**The request**. Output, word for word, every line from the line with "point: wheel spoke" through the final line of the data below.

**Supplied entries**.

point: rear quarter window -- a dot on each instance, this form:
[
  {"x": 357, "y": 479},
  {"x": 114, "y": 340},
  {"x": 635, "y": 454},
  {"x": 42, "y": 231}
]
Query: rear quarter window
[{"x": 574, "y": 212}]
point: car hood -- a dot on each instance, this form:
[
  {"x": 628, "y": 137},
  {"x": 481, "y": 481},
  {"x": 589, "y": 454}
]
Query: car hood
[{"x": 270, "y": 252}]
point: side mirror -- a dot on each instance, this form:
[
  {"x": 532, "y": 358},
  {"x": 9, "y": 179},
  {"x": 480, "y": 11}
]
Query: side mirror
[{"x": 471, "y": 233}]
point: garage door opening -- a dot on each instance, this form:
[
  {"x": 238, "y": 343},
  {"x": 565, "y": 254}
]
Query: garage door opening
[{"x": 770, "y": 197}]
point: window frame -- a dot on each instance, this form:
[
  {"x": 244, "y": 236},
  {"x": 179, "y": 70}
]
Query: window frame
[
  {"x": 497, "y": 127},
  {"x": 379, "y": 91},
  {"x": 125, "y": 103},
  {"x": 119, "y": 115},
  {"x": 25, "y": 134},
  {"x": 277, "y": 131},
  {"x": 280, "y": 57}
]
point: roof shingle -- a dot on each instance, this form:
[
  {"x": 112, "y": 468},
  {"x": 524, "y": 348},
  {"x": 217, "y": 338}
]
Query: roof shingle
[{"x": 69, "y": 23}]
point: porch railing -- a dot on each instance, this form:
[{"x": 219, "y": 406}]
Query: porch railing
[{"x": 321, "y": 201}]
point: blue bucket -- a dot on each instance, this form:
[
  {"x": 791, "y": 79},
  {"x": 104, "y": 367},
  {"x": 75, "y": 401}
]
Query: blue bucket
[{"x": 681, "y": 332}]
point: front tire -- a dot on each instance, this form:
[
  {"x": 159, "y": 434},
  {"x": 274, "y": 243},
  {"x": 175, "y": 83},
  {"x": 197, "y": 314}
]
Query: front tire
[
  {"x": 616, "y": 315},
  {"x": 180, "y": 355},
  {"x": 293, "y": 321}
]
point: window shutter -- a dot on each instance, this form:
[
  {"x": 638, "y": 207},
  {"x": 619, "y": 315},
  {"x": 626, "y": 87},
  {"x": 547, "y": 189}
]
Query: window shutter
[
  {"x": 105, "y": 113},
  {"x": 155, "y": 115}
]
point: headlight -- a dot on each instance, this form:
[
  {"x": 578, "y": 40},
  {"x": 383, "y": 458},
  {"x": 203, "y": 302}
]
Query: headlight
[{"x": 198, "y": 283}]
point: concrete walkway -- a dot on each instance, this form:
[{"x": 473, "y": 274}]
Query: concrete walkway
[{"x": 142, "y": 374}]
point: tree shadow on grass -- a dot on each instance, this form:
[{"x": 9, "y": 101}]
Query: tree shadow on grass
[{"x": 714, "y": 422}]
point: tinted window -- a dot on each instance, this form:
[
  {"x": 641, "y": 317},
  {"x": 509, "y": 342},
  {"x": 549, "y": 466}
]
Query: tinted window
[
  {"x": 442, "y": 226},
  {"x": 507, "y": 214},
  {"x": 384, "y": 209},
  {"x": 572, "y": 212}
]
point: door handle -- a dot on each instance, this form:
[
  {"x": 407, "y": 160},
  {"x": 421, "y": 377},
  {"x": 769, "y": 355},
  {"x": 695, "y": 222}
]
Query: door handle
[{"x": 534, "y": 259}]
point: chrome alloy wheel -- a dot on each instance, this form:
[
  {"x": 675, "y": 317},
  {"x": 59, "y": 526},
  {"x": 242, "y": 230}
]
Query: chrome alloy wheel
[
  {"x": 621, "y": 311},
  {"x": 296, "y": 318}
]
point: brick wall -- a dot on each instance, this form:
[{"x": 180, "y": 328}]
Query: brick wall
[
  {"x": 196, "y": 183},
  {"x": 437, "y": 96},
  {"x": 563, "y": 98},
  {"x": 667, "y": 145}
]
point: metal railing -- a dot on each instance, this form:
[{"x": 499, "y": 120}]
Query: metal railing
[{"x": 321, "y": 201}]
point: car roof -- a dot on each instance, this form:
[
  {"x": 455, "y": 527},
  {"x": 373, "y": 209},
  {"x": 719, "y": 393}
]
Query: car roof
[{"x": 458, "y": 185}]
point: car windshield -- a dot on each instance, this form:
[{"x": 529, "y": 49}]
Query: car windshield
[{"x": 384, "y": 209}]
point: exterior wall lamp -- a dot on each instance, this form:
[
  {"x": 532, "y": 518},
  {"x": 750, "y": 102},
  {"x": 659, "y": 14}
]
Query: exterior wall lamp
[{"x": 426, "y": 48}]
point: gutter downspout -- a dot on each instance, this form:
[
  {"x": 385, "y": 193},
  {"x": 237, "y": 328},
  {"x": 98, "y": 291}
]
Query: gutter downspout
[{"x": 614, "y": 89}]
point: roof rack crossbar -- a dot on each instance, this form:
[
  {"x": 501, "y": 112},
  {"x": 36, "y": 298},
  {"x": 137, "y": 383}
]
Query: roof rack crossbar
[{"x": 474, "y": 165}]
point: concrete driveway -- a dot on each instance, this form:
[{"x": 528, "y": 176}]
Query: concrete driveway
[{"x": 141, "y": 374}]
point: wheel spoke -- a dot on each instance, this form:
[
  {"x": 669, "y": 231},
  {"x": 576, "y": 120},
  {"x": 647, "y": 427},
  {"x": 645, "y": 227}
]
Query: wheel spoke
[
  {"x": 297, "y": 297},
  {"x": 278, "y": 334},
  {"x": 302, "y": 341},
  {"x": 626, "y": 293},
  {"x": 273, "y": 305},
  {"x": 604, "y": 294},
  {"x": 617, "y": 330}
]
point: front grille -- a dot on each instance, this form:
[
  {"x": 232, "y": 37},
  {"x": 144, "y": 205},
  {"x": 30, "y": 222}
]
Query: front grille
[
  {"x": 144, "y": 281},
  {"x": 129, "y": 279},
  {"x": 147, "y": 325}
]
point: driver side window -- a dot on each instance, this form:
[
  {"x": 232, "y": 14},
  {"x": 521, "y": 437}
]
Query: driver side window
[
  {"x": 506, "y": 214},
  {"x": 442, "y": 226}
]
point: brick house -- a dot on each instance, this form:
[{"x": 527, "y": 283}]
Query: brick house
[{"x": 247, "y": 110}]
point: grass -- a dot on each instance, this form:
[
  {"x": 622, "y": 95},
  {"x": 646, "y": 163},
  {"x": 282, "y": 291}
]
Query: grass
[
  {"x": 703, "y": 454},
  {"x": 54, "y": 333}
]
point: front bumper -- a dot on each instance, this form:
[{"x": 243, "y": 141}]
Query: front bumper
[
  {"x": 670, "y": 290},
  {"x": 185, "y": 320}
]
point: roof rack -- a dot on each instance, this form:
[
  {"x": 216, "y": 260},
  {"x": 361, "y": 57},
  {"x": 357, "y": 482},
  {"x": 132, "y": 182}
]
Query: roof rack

**Written answer**.
point: wheel spoke -- a dot on each instance, this form:
[
  {"x": 669, "y": 231},
  {"x": 576, "y": 120},
  {"x": 647, "y": 427},
  {"x": 645, "y": 227}
]
Query: wheel spoke
[
  {"x": 297, "y": 297},
  {"x": 278, "y": 334},
  {"x": 302, "y": 341},
  {"x": 626, "y": 293},
  {"x": 273, "y": 305},
  {"x": 604, "y": 294},
  {"x": 617, "y": 330}
]
point: front grille -- a dot on each instance, this form:
[
  {"x": 232, "y": 37},
  {"x": 144, "y": 205},
  {"x": 30, "y": 222}
]
Query: front grille
[
  {"x": 144, "y": 281},
  {"x": 129, "y": 279},
  {"x": 147, "y": 325}
]
point: driver side window -- a dot on each instance, this form:
[
  {"x": 232, "y": 14},
  {"x": 521, "y": 437}
]
Query: driver side window
[
  {"x": 506, "y": 214},
  {"x": 442, "y": 226}
]
point: brick house -- a dot on each instance, this form:
[{"x": 527, "y": 283}]
Query: brick house
[{"x": 247, "y": 110}]
point: grass -- a dot on each instance, this form:
[
  {"x": 622, "y": 95},
  {"x": 646, "y": 163},
  {"x": 282, "y": 291}
]
Query: grass
[
  {"x": 703, "y": 454},
  {"x": 54, "y": 333}
]
point: front bumper -- a dot on each instance, this form:
[{"x": 243, "y": 141}]
Query: front bumper
[
  {"x": 670, "y": 290},
  {"x": 185, "y": 320}
]
point: roof rack -- a dot on each instance, this form:
[
  {"x": 216, "y": 260},
  {"x": 361, "y": 57},
  {"x": 357, "y": 482},
  {"x": 132, "y": 182}
]
Query: roof rack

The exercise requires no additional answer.